++++ Dataset records ++++

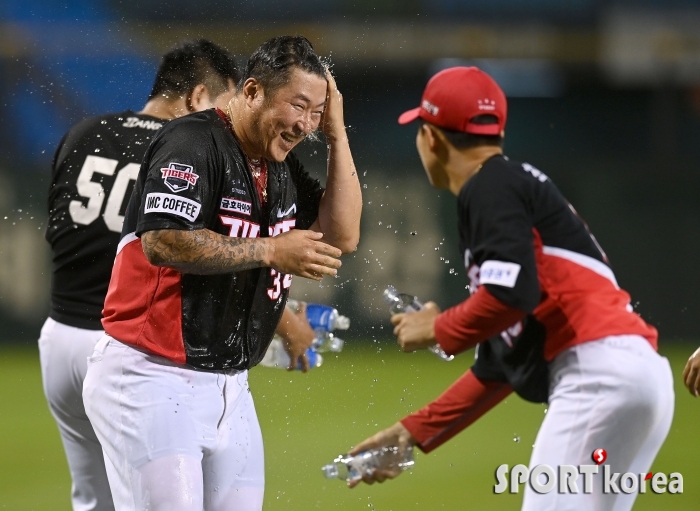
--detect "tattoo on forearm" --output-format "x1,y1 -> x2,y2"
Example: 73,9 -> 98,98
141,229 -> 269,275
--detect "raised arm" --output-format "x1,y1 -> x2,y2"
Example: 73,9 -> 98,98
141,229 -> 340,280
311,72 -> 362,254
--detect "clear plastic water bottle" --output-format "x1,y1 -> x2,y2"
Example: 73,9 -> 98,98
287,299 -> 350,353
321,445 -> 415,482
311,330 -> 345,353
383,286 -> 455,362
260,335 -> 323,370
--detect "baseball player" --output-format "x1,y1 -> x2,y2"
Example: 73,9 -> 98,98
39,40 -> 313,510
83,36 -> 362,511
351,67 -> 674,511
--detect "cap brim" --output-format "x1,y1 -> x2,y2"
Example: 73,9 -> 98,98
399,107 -> 420,124
464,122 -> 503,135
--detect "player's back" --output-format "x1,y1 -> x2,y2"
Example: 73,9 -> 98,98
46,110 -> 164,330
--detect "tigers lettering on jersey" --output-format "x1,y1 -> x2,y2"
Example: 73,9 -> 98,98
143,193 -> 202,222
122,117 -> 163,131
219,215 -> 260,238
160,162 -> 199,193
221,197 -> 252,216
270,218 -> 297,236
479,261 -> 521,287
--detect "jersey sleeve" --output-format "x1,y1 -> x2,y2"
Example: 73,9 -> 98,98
459,167 -> 540,313
401,370 -> 513,453
136,118 -> 217,236
287,153 -> 324,229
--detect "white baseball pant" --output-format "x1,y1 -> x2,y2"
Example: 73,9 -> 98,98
83,336 -> 264,511
39,318 -> 114,511
522,335 -> 674,511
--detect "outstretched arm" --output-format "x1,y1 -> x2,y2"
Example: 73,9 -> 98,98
275,302 -> 316,373
311,72 -> 362,253
683,348 -> 700,397
349,370 -> 513,488
141,229 -> 340,280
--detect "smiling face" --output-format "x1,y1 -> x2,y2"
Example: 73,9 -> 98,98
253,68 -> 328,161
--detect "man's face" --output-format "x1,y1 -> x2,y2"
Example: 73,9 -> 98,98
254,68 -> 328,161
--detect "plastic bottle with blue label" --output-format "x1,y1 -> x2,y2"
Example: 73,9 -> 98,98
260,335 -> 323,371
321,445 -> 415,483
383,286 -> 455,362
260,299 -> 350,370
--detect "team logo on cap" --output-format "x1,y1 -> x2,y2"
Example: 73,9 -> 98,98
421,99 -> 440,115
476,99 -> 496,110
160,163 -> 199,193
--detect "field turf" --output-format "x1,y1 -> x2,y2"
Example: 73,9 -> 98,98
0,341 -> 700,511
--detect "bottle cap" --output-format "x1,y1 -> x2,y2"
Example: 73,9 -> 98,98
321,463 -> 338,479
335,316 -> 350,330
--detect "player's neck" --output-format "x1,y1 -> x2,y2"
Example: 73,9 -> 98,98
225,96 -> 263,160
138,98 -> 191,120
446,146 -> 503,195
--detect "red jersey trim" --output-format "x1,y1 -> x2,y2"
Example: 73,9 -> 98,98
533,229 -> 658,360
102,235 -> 186,364
401,370 -> 513,453
434,286 -> 526,355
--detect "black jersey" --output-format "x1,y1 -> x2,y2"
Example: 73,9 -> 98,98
458,156 -> 657,402
102,110 -> 323,370
46,110 -> 164,330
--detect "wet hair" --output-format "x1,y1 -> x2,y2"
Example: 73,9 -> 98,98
239,36 -> 326,98
424,114 -> 503,149
148,39 -> 241,100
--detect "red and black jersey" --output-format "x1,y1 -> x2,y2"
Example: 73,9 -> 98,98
102,110 -> 323,370
401,155 -> 657,452
436,155 -> 657,401
46,110 -> 164,330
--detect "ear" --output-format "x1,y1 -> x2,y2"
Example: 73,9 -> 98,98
421,124 -> 442,153
187,83 -> 212,112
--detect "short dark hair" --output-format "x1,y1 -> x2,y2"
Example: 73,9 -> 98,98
148,39 -> 241,100
422,114 -> 503,149
239,35 -> 326,97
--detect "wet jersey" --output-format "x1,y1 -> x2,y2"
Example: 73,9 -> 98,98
46,110 -> 164,330
102,110 -> 323,370
458,156 -> 657,402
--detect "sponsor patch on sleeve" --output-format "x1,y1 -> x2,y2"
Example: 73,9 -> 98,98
221,197 -> 251,216
160,162 -> 199,193
143,193 -> 202,222
479,261 -> 520,287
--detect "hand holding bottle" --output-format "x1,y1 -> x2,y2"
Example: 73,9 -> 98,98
384,286 -> 454,362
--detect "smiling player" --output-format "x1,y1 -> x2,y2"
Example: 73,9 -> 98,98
83,36 -> 362,511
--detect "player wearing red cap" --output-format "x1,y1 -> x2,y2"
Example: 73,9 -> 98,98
351,67 -> 674,511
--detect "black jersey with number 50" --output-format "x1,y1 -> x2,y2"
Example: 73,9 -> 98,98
46,110 -> 164,330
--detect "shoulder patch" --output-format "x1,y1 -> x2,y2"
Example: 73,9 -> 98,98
143,193 -> 202,222
160,162 -> 199,193
479,260 -> 521,288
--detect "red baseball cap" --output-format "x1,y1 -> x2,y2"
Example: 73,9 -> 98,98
399,67 -> 507,135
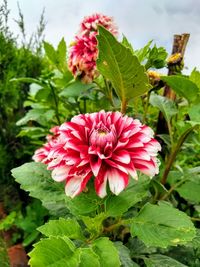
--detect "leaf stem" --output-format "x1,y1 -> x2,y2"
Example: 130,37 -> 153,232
49,82 -> 61,125
161,126 -> 196,184
121,99 -> 127,114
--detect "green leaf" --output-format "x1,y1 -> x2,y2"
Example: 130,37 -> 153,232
105,179 -> 150,216
97,26 -> 150,102
10,77 -> 45,87
189,69 -> 200,89
12,162 -> 69,216
80,213 -> 107,238
92,237 -> 121,267
59,81 -> 96,98
0,236 -> 10,267
114,242 -> 139,267
176,181 -> 200,203
134,40 -> 152,62
131,203 -> 196,248
79,248 -> 101,267
68,181 -> 104,216
122,35 -> 134,53
149,94 -> 178,122
16,108 -> 55,126
162,75 -> 199,102
29,237 -> 79,267
37,218 -> 84,239
44,41 -> 58,65
188,104 -> 200,122
144,254 -> 187,267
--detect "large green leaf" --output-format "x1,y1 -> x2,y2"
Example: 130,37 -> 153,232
0,236 -> 10,267
59,81 -> 95,98
92,237 -> 121,267
29,237 -> 79,267
12,162 -> 68,216
38,218 -> 84,239
78,248 -> 101,267
131,202 -> 196,248
134,40 -> 153,62
16,108 -> 55,126
188,104 -> 200,122
176,181 -> 200,203
97,26 -> 150,102
105,179 -> 150,216
149,94 -> 178,122
144,254 -> 187,267
114,242 -> 139,267
162,75 -> 199,102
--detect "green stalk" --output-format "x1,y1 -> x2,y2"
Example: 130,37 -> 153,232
49,82 -> 61,125
161,126 -> 196,184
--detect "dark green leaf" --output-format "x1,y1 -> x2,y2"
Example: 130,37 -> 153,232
97,26 -> 150,102
12,162 -> 69,216
144,254 -> 187,267
106,179 -> 150,216
92,237 -> 121,267
38,218 -> 84,239
131,203 -> 196,248
188,104 -> 200,122
114,242 -> 139,267
162,75 -> 199,102
79,248 -> 101,267
29,237 -> 79,267
176,181 -> 200,203
59,81 -> 95,98
149,94 -> 178,122
16,108 -> 55,126
134,41 -> 152,62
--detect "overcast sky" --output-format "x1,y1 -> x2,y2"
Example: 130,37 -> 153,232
6,0 -> 200,73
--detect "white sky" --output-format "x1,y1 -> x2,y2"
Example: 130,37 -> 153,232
5,0 -> 200,73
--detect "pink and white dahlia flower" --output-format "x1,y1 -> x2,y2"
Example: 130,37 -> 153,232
68,14 -> 118,83
33,111 -> 161,198
79,13 -> 118,36
68,32 -> 98,83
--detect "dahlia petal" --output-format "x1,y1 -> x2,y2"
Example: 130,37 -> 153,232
108,168 -> 128,195
112,150 -> 131,164
51,166 -> 70,182
90,156 -> 102,176
105,159 -> 128,173
134,160 -> 157,177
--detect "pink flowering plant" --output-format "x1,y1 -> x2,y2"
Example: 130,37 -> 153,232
12,14 -> 200,267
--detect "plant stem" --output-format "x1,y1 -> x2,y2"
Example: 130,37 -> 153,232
161,126 -> 196,184
121,99 -> 127,114
190,217 -> 200,222
49,82 -> 61,125
143,91 -> 151,123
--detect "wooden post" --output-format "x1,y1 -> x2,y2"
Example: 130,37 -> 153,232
156,33 -> 190,137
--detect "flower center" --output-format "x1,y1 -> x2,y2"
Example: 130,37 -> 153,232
90,123 -> 116,148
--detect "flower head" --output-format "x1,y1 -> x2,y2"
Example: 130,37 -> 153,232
68,32 -> 98,83
79,13 -> 118,36
167,53 -> 183,65
34,111 -> 161,197
68,14 -> 117,83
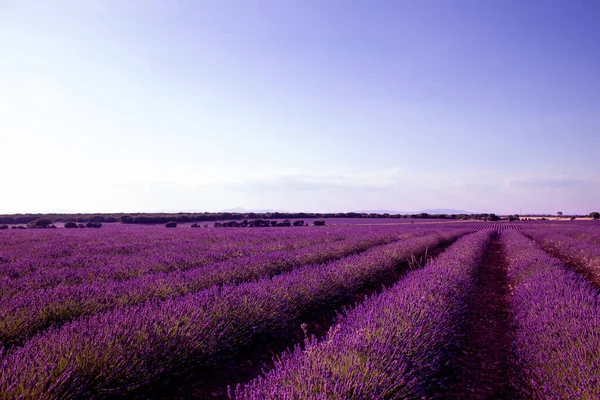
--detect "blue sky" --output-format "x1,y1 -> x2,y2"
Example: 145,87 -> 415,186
0,0 -> 600,213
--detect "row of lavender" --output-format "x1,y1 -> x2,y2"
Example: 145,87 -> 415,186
0,226 -> 432,297
0,230 -> 464,398
527,227 -> 600,286
230,231 -> 600,400
0,230 -> 427,346
231,231 -> 492,400
503,232 -> 600,399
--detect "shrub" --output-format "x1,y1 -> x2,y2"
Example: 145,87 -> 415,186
27,218 -> 52,228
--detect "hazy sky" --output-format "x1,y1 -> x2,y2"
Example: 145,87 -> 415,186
0,0 -> 600,213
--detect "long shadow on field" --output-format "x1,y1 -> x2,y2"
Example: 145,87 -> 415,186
440,236 -> 520,399
115,236 -> 464,399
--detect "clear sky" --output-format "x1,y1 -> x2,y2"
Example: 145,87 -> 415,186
0,0 -> 600,213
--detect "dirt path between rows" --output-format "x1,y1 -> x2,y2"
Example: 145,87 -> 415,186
124,241 -> 454,399
442,237 -> 519,400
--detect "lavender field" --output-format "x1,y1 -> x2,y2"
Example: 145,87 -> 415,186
0,219 -> 600,400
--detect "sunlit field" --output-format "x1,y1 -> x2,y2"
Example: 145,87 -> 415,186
0,219 -> 600,399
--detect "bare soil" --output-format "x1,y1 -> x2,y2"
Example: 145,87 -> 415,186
122,242 -> 460,399
441,237 -> 519,399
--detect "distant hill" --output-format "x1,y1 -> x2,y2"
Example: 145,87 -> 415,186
418,208 -> 476,214
353,208 -> 475,215
221,207 -> 287,214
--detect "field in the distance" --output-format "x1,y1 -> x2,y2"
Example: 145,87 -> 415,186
0,219 -> 600,399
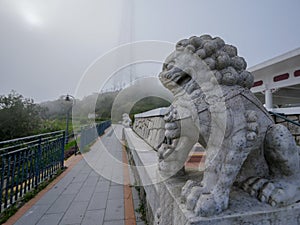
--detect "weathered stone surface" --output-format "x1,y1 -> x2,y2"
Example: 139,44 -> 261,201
157,35 -> 300,218
124,128 -> 300,225
122,113 -> 132,127
133,108 -> 167,149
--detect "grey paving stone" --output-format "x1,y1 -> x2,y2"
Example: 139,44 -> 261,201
131,187 -> 139,200
104,199 -> 124,221
83,176 -> 99,187
88,192 -> 108,210
62,182 -> 83,195
81,210 -> 104,225
14,205 -> 50,225
95,181 -> 110,193
36,189 -> 61,205
47,194 -> 76,214
72,172 -> 90,183
108,185 -> 124,199
60,201 -> 89,224
89,170 -> 100,177
103,220 -> 125,225
37,213 -> 64,225
74,187 -> 95,201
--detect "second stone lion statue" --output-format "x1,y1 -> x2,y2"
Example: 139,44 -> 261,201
158,35 -> 300,216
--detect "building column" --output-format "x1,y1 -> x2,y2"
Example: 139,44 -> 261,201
265,89 -> 273,110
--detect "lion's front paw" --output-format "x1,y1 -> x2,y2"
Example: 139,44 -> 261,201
194,193 -> 227,217
181,180 -> 228,216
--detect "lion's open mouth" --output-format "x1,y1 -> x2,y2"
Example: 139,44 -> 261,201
176,73 -> 192,86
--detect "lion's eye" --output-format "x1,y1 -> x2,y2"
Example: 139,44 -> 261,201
167,62 -> 174,70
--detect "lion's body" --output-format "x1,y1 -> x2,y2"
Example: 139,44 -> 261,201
159,35 -> 300,216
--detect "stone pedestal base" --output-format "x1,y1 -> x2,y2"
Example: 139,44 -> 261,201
124,128 -> 300,225
159,173 -> 300,225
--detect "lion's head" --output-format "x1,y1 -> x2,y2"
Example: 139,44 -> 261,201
159,35 -> 254,95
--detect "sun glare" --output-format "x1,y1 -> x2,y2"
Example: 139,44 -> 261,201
24,11 -> 42,26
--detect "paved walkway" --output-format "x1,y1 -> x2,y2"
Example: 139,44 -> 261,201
15,127 -> 144,225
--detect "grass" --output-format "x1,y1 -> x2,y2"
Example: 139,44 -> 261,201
0,169 -> 64,224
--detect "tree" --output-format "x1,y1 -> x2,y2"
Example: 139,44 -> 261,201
0,91 -> 41,141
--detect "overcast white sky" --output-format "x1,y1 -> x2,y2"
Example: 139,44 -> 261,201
0,0 -> 300,102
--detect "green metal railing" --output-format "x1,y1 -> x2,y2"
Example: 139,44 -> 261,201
269,111 -> 300,144
0,131 -> 65,211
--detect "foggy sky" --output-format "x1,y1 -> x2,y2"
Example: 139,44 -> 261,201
0,0 -> 300,102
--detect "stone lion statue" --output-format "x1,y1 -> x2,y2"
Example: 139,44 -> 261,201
158,35 -> 300,216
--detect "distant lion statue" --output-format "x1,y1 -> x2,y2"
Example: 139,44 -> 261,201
158,35 -> 300,216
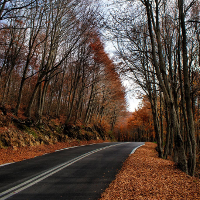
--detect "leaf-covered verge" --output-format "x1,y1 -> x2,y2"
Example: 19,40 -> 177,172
100,142 -> 200,200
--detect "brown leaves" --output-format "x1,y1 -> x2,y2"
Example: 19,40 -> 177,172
0,140 -> 104,165
101,142 -> 200,200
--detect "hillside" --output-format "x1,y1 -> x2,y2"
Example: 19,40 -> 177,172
0,106 -> 113,149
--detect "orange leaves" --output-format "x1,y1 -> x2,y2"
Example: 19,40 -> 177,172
101,143 -> 200,200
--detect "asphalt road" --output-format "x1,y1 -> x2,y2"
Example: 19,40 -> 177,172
0,142 -> 143,200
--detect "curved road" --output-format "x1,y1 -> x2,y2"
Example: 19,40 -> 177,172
0,142 -> 144,200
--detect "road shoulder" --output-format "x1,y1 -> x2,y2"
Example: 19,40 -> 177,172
101,142 -> 200,200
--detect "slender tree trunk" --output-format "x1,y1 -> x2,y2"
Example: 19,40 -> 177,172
179,0 -> 196,176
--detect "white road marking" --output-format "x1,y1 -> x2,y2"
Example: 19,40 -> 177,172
130,144 -> 145,155
0,143 -> 123,200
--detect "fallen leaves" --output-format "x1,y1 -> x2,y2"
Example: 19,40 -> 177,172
101,142 -> 200,200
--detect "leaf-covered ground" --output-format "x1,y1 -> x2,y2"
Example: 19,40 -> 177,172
0,140 -> 200,200
101,142 -> 200,200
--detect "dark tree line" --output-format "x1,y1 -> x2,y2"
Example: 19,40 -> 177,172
105,0 -> 200,176
0,0 -> 125,133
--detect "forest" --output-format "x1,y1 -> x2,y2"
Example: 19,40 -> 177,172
0,0 -> 200,176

++++

Repeat the lines word for word, starting at the beginning of the lines and ending at the line that contains "479,261 -> 521,287", with both ends included. Leave the pictures out of your answer.

◆ **Correct result**:
--detect "tattoo on forearm" --output-format "x1,y1 -> x2,y2"
Example: 73,9 -> 98,98
141,229 -> 269,275
--detect "raised arm" --output-format "x1,y1 -> x2,y2"
Example: 73,9 -> 98,98
141,229 -> 340,280
311,72 -> 362,254
--detect "clear plastic water bottle" --output-format "x1,y1 -> x2,y2"
Example: 73,9 -> 98,98
287,299 -> 350,353
321,445 -> 415,482
311,330 -> 345,353
383,286 -> 455,362
260,335 -> 323,370
--detect "baseball player" --output-format "x1,y1 -> x2,y2"
Example: 73,9 -> 98,98
39,40 -> 313,510
83,36 -> 362,511
351,67 -> 674,511
--detect "cap brim" --output-format "x1,y1 -> x2,y2"
Example: 73,9 -> 98,98
399,107 -> 420,124
464,122 -> 503,135
--detect "player's back" --output-format "x1,y1 -> x2,y2"
Example: 73,9 -> 98,98
46,110 -> 164,330
--detect "tigers lettering on jersey" --output-format "x1,y1 -> x2,y2"
Example: 73,9 -> 98,98
143,193 -> 202,222
122,117 -> 163,131
219,215 -> 260,238
160,162 -> 199,193
221,197 -> 252,216
270,218 -> 297,236
479,261 -> 521,287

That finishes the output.